Scientists from Stanford University have generated a model capable of simulating brain activity (Benjamin BV et al). It’s capable of simulating a million neurons with billions of synaptic connections. The amount of power required is similar to that necessary for running a tablet computer.
They’re calling the system Neurogrid. It’s composed of 16 Neurocore chips that are integrated in a circuit board that consumes three watts of electricital energy. Every Neurocore can support 65536 neurons meaning that around a million neurons can be stimulated simultaneously with billions of synaptic connections in real-time.
Neurogrid is a neuromorphic system that realizes the function of biological neural systems by emulating their structure.
Designers of such systems face three major design choices:
1) Whether to emulate the four neural elements—axonal arbor, synapse, dendritic tree, and soma—with dedicated or shared electronic circuits.
2) Whether to implement these electronic circuits using analog or digital means.
3) Whether to interconnect these arrays of silicon neurons with a mesh or tree network.

# # # # # # #

According to the page about Neurogrid, how many neurons can each Neurocore chip support? The material after this is not needed.

# # # # # # #

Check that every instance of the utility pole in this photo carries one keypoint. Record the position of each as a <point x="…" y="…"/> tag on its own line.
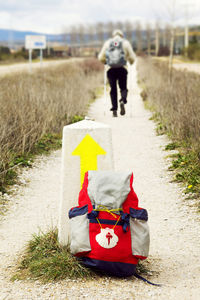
<point x="187" y="6"/>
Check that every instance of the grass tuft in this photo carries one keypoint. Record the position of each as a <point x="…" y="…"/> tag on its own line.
<point x="46" y="260"/>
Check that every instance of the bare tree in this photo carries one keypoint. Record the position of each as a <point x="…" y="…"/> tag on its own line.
<point x="100" y="32"/>
<point x="81" y="33"/>
<point x="157" y="39"/>
<point x="138" y="32"/>
<point x="119" y="25"/>
<point x="91" y="34"/>
<point x="128" y="29"/>
<point x="148" y="37"/>
<point x="109" y="28"/>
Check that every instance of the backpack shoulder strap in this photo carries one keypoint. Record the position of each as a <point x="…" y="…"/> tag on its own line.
<point x="84" y="199"/>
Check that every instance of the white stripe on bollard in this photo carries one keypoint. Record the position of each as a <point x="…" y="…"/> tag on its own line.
<point x="87" y="145"/>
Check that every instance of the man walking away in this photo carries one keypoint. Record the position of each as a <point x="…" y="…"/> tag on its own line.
<point x="115" y="53"/>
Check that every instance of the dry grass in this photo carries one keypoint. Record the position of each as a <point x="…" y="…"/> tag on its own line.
<point x="177" y="101"/>
<point x="176" y="106"/>
<point x="38" y="104"/>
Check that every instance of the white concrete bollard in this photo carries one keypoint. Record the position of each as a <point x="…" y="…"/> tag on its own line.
<point x="87" y="145"/>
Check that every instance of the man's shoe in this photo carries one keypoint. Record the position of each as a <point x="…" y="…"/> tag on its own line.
<point x="122" y="108"/>
<point x="114" y="113"/>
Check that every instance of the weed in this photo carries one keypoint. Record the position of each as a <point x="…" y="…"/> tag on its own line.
<point x="76" y="119"/>
<point x="46" y="260"/>
<point x="176" y="110"/>
<point x="35" y="107"/>
<point x="172" y="146"/>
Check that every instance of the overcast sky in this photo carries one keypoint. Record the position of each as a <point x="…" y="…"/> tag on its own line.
<point x="53" y="16"/>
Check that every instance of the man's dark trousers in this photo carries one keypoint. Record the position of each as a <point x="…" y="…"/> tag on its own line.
<point x="117" y="75"/>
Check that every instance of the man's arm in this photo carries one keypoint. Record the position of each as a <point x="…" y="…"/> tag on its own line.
<point x="130" y="54"/>
<point x="102" y="54"/>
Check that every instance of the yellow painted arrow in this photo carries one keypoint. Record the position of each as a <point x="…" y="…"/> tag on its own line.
<point x="88" y="150"/>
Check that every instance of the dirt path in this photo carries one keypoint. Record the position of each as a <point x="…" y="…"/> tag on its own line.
<point x="191" y="67"/>
<point x="174" y="252"/>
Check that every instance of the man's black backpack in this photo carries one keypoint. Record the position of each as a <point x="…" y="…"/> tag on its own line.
<point x="115" y="56"/>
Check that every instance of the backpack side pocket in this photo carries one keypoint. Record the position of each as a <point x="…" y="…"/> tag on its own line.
<point x="140" y="238"/>
<point x="79" y="230"/>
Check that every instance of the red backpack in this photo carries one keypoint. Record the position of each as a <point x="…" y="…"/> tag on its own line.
<point x="108" y="231"/>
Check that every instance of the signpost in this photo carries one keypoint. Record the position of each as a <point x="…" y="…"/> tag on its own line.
<point x="87" y="145"/>
<point x="35" y="42"/>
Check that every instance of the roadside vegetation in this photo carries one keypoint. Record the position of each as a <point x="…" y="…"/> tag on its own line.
<point x="46" y="260"/>
<point x="175" y="103"/>
<point x="35" y="107"/>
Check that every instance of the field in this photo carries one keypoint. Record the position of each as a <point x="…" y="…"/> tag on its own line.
<point x="35" y="107"/>
<point x="175" y="102"/>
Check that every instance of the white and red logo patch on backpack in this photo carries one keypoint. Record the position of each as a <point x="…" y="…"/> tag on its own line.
<point x="108" y="229"/>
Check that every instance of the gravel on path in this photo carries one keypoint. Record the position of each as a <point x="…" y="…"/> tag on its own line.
<point x="174" y="226"/>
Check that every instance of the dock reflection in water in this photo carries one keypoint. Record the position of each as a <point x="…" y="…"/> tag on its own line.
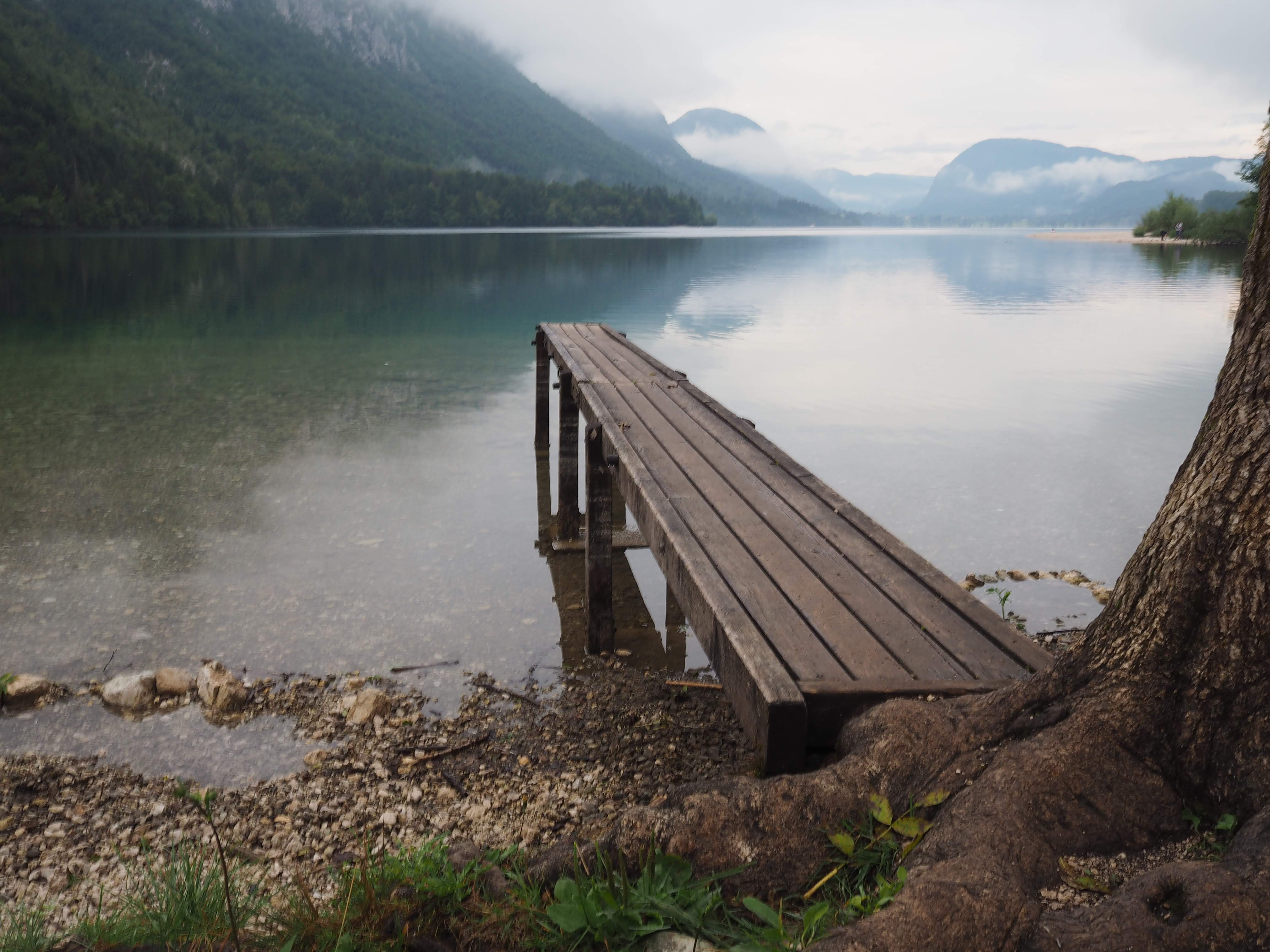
<point x="636" y="630"/>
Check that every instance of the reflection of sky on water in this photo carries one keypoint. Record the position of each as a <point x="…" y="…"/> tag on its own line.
<point x="314" y="454"/>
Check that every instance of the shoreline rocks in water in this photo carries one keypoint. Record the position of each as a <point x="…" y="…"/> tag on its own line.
<point x="131" y="692"/>
<point x="219" y="688"/>
<point x="27" y="691"/>
<point x="524" y="769"/>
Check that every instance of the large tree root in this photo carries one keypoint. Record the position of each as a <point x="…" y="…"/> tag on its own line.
<point x="1034" y="779"/>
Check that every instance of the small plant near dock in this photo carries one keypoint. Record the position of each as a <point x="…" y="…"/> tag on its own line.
<point x="25" y="931"/>
<point x="1215" y="836"/>
<point x="1003" y="597"/>
<point x="192" y="876"/>
<point x="609" y="909"/>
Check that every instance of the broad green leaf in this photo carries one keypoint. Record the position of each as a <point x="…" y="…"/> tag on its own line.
<point x="815" y="915"/>
<point x="568" y="916"/>
<point x="763" y="911"/>
<point x="844" y="843"/>
<point x="881" y="809"/>
<point x="567" y="890"/>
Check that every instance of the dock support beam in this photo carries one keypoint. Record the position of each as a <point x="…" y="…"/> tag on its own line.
<point x="676" y="633"/>
<point x="600" y="545"/>
<point x="542" y="394"/>
<point x="567" y="507"/>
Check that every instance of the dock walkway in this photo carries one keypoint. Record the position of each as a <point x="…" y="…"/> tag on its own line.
<point x="808" y="610"/>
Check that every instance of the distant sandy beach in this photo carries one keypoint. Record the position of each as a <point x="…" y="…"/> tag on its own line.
<point x="1124" y="238"/>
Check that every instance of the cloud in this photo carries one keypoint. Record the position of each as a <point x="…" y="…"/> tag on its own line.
<point x="1086" y="176"/>
<point x="905" y="87"/>
<point x="750" y="152"/>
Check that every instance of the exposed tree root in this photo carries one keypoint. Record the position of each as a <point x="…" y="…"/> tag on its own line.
<point x="1033" y="779"/>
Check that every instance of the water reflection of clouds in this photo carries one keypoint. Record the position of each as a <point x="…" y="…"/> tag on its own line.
<point x="905" y="352"/>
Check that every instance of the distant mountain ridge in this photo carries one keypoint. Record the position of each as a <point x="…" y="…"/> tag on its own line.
<point x="736" y="199"/>
<point x="1013" y="180"/>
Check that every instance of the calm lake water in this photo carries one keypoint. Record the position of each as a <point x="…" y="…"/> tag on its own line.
<point x="314" y="452"/>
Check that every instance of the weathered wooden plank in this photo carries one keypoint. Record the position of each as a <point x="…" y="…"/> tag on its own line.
<point x="944" y="597"/>
<point x="567" y="504"/>
<point x="857" y="649"/>
<point x="868" y="612"/>
<point x="730" y="531"/>
<point x="765" y="697"/>
<point x="600" y="546"/>
<point x="830" y="705"/>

# # # # # # #

Task solution: 65,536 neurons.